PASSAGE PROVIDED:
The Evolution of Snow White

By Guest Contributors Paul and Renee, cross-posted from Fangs For The Fantasy

One of the newest trends we’re seeing in speculative fiction is the revisiting of fairy tales, especially in a modern setting–they’re almost a unique sub-genre of the Urban Fantasy and Fantasy genres.

And, in many ways, this is very important to do as fairy tales are some of the very first stories many of us are exposed to as children. Unfortunately, they’re also very old stories–and contain a lot of very old and sadly prevalent tropes that have stayed with us over the years. Generations of children have grown up with stories of helpless princesses, passively waiting for a handsome (and anonymous–after all, any man will do if he’s in the right place at the right time) prince to save them from abject peril. There is no question that this iconic image–repeated over and over in fairy tales, has had a profound effect on our culture, our society, and our view of gender roles, and there have been numerous excellent posts deconstructing the damaging messages of fairy tales.

There is no fairy tale that can be considered more centre stage than Snow White and the Seven Dwarfs. An ancient tale, it rose to prominence when it became Disney’s first full-length animated movie and was forever cemented front and centre as not just a fairy tale–but the fairy tale. The ultimate tale of the protagonist–poor, helpless, sweet and oh-so-fair Snow White is attacked by her evil stepmother, while she helplessly sings to wildlife and eventually resides in a glass coffin to be rescued.

This is clearly an image that needs challenging–and, appropriately, Snow White is front and centre of the fairy tales that are being revised for the modern world. Between Once Upon A Time, Mirror Mirror, and Snow White and the Huntsman, we see a very different princess. The modern Snow White does not lay in glass coffins awaiting rescue. Her reaction is to attack, not to run away in fright, or maybe sing a little ditty to bluebirds. The modern Snow White kicks arse, she wields a sword, actively hunts down the Evil Queen, and she stands shoulder-to-shoulder with her Prince Charming.

One of the things that we love most about Once Upon a Time is that, while Mary Margaret may be the soggiest lettuce in town, Snow White is a highwaywoman, a fighter, and a swashbuckler–every bit Prince James’s equal. Snow White is no longer a prize to be claimed, no longer an object to be won, and no longer a passive element in what is supposed to be her own story. And if she needs rescuing, she is quite capable of rescuing herself, thank you very much.

Position annotation records:

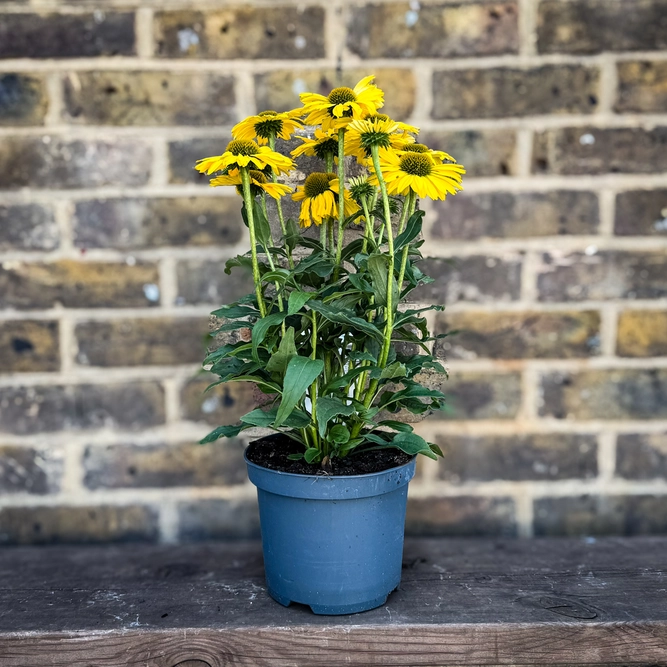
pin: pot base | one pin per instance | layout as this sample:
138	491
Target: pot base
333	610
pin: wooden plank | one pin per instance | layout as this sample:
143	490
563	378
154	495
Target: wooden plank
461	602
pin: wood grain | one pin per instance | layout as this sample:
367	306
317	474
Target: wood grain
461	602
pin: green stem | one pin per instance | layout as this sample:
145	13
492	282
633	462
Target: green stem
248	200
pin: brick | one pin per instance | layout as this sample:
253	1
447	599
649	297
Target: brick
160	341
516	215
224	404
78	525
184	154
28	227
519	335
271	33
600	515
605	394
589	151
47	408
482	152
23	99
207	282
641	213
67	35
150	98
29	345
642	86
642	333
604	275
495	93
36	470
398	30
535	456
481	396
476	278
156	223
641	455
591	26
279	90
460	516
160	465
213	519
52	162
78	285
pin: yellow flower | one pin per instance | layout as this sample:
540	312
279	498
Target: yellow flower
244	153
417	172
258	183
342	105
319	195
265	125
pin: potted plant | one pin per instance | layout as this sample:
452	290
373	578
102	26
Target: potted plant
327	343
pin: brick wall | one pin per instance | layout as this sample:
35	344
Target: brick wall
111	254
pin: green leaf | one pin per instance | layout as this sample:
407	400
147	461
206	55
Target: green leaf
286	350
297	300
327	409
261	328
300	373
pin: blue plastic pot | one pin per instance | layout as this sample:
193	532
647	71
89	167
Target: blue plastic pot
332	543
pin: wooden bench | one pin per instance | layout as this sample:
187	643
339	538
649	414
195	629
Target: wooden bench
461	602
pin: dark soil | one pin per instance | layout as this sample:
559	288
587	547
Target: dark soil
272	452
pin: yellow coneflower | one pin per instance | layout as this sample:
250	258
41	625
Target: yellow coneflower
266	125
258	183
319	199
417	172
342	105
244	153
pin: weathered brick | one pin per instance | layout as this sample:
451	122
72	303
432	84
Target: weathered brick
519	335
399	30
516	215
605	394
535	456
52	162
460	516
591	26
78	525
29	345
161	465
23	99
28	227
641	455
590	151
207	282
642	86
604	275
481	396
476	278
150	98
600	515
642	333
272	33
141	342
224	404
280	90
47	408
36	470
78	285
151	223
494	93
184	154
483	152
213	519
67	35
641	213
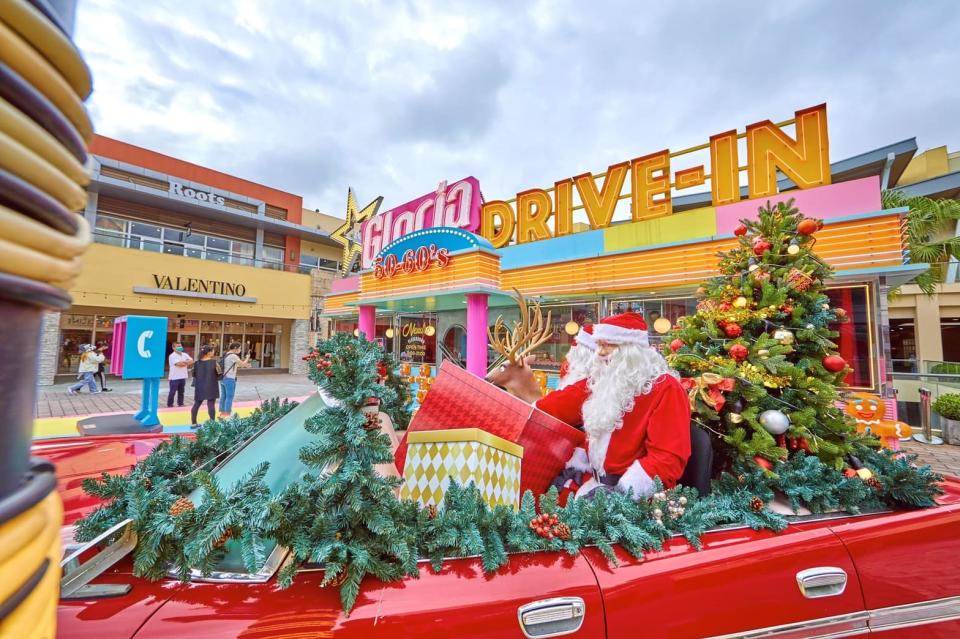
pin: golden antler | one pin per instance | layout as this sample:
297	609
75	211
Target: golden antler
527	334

WHAT TO DO:
- A) Which three works does the article on Snow White's evolution name as presenting a very different princess?
- B) Write the next part of the article on Snow White's evolution, following on from its last sentence in the same voice.

ANSWERS FOR THE EXERCISE:
- A) Once Upon A Time, Mirror Mirror, and Snow White and the Huntsman.

- B)
This is both so very needed and very empowering. It’s powerful to not only create new stories that empower marginalised bodies, but re-examine these old tropes and challenge them in a way that not only sets a new paradigm but highlights how wrong the old paradigm was.

The problem, of course, is that strong woman still means straight, able bodied, cisgender, and white. Snow White may not necessarily be waiting in her coffin for true love’s first kiss, but we do know that there will be a love interest and it will most certainly involve a man.

We always expect fairy tales to be 100% straight simply because they are seen as children’s stories (and pervasive bigotry holds that any GBL&T inclusion is both sexual and obscene) and because they are often seen as historical (and, for some bemusing reason, there’s a stubborn idea that all GBL&T people arrived from space in the 70s or 80s) so any GBL&T inclusion in this genre is always an uphill struggle. But nearly all fairy tales–and certainly most of the ones popularised by Disney–revolve around a romance. The Princess will meet her Prince, and then there will be Happily Ever After.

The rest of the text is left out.